Exercise prompt »
Could you write out every item below again, substituting "image" for "photograph" wherever it occurs and leaving everything else unchanged? Omit the pictures from your answer.

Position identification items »

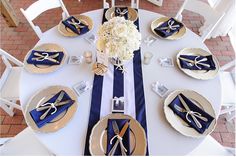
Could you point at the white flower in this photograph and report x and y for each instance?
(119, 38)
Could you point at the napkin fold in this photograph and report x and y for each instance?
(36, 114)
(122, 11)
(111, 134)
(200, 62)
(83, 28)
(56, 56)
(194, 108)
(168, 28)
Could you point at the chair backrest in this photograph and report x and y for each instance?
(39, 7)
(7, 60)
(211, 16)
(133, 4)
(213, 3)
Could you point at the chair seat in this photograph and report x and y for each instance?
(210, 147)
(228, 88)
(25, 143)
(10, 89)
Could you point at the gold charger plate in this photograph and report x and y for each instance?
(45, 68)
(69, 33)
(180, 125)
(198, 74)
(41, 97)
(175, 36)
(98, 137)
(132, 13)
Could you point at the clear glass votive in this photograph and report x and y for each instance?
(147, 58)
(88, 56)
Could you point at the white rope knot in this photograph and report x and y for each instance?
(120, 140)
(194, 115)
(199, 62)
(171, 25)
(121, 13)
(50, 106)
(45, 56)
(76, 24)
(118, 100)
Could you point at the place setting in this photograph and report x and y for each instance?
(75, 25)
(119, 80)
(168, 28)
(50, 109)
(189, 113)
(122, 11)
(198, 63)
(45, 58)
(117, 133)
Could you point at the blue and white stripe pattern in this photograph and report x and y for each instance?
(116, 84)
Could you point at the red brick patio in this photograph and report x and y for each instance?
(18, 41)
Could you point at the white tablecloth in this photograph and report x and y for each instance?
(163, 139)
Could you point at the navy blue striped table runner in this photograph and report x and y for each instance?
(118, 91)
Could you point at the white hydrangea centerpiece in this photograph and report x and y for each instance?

Full solution »
Could you point at the white flower in this image and report x and y for each instance?
(119, 38)
Could you point at the napkin fold in this image and report x and y for each instance?
(36, 114)
(122, 11)
(111, 134)
(200, 62)
(83, 28)
(56, 56)
(194, 108)
(168, 28)
Could you point at the chair backrest in this image and report x and y for each instance?
(39, 7)
(7, 60)
(211, 16)
(133, 4)
(213, 3)
Could you point at the chair seat in this image and report x and y for each instance?
(210, 147)
(228, 88)
(25, 143)
(10, 89)
Could you point at the gold charger plate in this image and report x and y for each instance?
(45, 68)
(69, 33)
(180, 125)
(198, 74)
(41, 97)
(175, 36)
(98, 137)
(132, 13)
Could you point at the clear glass votive in this image and report x and y for each instance?
(147, 58)
(88, 56)
Could you point at the white rope knot in this image and report x and y for each instance?
(120, 140)
(194, 115)
(199, 62)
(171, 25)
(121, 13)
(50, 106)
(45, 56)
(76, 24)
(118, 100)
Could you point at the place setting in this image and report x and y for each instance?
(75, 25)
(119, 80)
(168, 28)
(50, 109)
(189, 113)
(122, 11)
(198, 63)
(45, 58)
(117, 133)
Could you point at the blue and white stripe pattern in this image and report x and y for each instance?
(116, 84)
Could you point at the red brick patio in this image and report x and y for each instance?
(18, 41)
Could you point at the white tablecloth in this image and report x and y for each instance?
(163, 139)
Could you point at the navy blue striped table runner in this image and report x and y for each instance?
(118, 91)
Could you point at the white hydrangea centerpiece in this image and report x and y for each instance?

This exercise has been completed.